• INSTRUCTIONS FOR THE TASK:
Return exactly the lines from the one containing "find the blurred" through the last line of the records below, both included, and leave out any pictures.

---+---

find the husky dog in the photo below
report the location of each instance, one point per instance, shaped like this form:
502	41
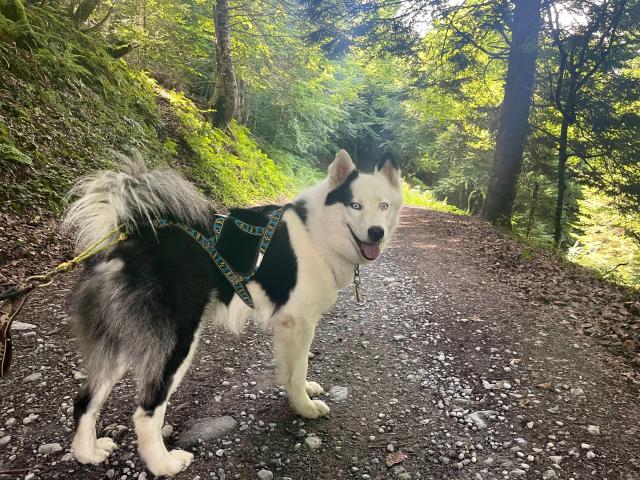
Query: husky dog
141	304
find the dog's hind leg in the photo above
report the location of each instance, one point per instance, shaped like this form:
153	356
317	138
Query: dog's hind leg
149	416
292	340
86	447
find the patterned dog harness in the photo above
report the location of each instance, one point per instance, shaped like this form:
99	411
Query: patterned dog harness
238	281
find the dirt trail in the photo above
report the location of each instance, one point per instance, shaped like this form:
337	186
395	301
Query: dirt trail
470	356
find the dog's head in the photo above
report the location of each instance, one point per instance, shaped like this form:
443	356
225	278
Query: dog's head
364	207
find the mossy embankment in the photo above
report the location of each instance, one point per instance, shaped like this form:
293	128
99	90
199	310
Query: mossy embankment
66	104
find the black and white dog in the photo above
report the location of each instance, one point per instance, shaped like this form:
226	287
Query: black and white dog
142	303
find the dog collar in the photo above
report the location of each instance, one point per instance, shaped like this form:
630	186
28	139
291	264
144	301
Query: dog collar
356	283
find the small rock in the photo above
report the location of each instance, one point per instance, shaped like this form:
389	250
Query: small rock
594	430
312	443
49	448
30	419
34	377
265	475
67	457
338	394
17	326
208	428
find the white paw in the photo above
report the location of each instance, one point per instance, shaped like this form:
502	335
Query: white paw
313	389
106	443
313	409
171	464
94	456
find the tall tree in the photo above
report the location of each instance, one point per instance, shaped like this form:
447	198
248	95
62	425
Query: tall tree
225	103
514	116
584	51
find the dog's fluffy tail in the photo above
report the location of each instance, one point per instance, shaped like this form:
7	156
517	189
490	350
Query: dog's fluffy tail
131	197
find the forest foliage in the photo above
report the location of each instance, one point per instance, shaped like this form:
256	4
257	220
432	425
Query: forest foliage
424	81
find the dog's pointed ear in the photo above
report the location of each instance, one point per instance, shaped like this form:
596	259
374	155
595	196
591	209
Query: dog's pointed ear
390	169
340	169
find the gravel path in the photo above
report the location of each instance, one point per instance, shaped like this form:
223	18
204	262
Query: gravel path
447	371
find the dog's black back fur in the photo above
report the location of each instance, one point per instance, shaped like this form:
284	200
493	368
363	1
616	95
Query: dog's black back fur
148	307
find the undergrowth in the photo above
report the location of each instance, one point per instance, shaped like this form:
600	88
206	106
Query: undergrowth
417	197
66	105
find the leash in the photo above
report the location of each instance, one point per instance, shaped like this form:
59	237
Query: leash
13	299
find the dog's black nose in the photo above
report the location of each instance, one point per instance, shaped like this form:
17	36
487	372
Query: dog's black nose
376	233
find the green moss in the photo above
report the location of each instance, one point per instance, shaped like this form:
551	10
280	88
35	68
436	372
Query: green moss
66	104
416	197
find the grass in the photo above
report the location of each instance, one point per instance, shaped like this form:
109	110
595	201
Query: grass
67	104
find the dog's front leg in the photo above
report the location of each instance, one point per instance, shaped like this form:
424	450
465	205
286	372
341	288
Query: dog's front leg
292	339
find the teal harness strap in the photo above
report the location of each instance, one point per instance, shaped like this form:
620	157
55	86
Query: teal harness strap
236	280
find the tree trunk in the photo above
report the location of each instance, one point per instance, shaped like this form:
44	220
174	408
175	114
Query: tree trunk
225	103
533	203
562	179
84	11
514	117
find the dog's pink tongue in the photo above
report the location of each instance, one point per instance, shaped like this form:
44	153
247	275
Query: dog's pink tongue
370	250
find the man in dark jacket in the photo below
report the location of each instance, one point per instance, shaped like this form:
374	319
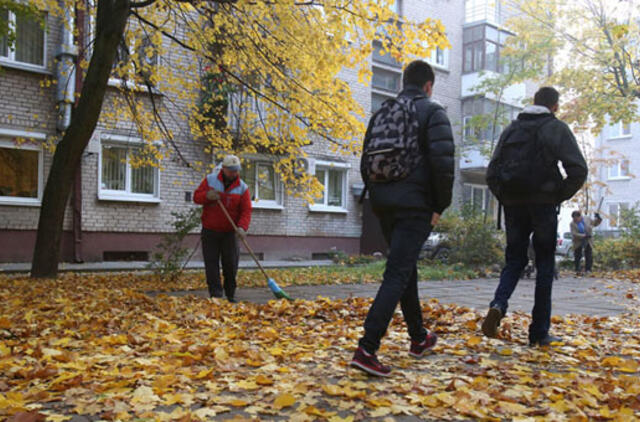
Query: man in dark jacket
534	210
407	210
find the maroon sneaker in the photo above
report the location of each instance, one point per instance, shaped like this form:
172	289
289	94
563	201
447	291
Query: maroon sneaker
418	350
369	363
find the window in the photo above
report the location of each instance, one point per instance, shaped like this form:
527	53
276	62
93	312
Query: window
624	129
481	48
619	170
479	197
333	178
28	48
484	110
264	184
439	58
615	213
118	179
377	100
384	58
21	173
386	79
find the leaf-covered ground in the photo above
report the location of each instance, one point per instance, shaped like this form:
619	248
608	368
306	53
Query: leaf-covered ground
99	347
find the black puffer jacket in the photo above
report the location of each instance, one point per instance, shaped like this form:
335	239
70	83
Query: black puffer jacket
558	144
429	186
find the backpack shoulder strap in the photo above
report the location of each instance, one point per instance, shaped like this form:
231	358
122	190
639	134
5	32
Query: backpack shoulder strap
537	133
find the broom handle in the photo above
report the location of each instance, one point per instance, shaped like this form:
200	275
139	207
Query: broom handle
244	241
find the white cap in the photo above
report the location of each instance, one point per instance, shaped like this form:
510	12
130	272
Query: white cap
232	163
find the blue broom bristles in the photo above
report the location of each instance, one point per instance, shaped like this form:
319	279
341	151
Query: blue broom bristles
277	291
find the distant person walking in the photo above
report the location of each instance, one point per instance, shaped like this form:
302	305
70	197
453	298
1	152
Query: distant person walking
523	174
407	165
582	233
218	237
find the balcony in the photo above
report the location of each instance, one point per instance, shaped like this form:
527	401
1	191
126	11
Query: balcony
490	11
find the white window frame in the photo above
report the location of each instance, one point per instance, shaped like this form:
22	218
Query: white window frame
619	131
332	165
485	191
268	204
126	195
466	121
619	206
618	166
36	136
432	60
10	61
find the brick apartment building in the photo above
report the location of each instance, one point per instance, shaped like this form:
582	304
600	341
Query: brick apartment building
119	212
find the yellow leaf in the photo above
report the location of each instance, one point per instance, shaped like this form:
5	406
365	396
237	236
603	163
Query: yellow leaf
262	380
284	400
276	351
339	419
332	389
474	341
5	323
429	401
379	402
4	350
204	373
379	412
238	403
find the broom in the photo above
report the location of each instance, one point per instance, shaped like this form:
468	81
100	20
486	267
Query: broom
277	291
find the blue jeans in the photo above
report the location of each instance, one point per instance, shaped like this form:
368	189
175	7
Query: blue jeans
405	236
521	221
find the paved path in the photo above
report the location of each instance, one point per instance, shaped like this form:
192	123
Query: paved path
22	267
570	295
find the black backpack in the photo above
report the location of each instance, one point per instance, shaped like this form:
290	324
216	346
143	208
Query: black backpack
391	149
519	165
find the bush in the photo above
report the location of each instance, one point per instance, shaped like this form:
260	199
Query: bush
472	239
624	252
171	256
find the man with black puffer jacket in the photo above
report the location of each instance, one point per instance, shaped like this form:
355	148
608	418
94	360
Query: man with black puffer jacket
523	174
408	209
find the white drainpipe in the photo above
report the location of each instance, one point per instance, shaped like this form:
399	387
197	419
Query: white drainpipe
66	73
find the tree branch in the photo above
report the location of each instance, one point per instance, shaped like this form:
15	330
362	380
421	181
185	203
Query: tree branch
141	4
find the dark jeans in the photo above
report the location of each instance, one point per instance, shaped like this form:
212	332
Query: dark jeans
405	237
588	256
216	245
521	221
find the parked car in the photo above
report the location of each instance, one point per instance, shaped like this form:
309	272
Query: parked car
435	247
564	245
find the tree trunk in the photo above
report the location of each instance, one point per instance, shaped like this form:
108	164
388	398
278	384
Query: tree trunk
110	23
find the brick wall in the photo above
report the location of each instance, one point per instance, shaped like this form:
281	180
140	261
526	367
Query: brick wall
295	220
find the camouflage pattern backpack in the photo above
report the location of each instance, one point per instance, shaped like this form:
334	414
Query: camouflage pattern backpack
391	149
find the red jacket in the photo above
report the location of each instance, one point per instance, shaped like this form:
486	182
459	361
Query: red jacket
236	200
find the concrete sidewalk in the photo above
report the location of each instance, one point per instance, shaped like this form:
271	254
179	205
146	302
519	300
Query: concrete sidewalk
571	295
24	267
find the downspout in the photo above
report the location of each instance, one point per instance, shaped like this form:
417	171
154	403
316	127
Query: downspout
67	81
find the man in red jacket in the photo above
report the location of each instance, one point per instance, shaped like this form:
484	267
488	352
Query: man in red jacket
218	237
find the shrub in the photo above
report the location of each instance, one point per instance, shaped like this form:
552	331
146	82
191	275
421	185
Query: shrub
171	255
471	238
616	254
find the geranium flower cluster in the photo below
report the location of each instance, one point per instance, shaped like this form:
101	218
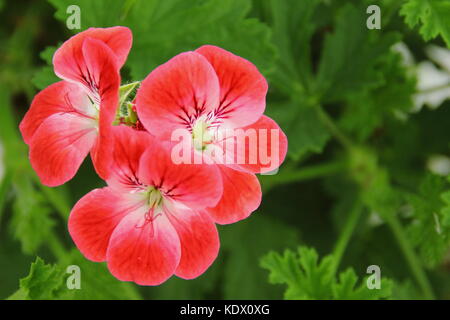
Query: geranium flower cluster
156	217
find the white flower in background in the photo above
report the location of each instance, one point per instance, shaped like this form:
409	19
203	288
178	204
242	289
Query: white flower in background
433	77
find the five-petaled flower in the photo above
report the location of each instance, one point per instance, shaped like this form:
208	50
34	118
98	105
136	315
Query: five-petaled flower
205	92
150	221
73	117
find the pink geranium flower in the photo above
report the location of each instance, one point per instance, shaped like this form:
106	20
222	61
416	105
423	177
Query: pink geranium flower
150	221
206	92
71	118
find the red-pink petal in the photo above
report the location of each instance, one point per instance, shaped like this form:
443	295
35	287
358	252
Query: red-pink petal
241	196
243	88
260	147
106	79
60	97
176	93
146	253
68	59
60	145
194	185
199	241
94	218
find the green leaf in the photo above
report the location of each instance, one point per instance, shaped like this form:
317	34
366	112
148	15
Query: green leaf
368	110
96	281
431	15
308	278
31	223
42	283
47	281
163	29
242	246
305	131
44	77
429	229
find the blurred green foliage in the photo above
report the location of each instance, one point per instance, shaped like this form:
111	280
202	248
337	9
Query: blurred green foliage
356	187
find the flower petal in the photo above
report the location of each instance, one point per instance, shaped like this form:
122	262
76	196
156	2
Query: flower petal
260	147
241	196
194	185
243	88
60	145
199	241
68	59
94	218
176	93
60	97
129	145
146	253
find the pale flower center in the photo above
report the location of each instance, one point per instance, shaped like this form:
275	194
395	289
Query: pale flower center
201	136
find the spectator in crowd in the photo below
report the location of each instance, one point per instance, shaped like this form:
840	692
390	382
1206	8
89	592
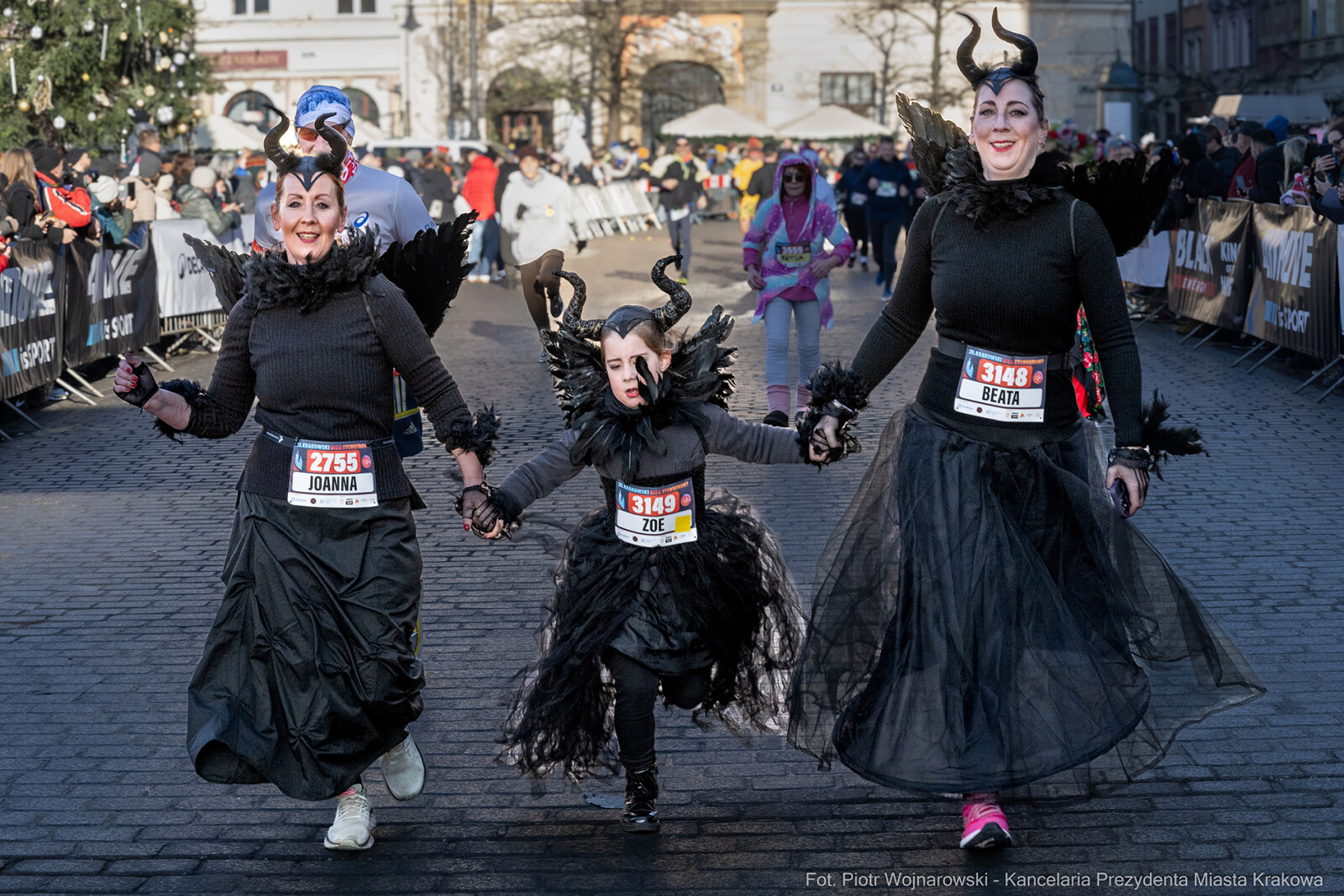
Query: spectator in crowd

---+---

• RESULT OF THE EXERCISE:
find the blurred green foliage in the photo above
report the location of each instance, one point per instance, shaped like this form:
111	280
202	248
337	9
Query: blurred green foliage
356	187
find the flower petal in the photo above
report the location of each instance, one point per instance, shaped like this form:
122	262
76	196
156	2
Query: flower petal
260	147
241	196
194	185
243	88
60	145
199	241
68	59
94	218
176	93
60	97
129	145
146	253
find the pale flower center in the photo above
report the location of each instance, one point per instance, shaped like this form:
275	194
395	289
Query: pale flower center
201	136
find the spectator in crowd in the photo below
report the location of each instance, one point per instance, shaped like this form:
840	692
390	382
1206	8
89	592
Query: spectator in crowd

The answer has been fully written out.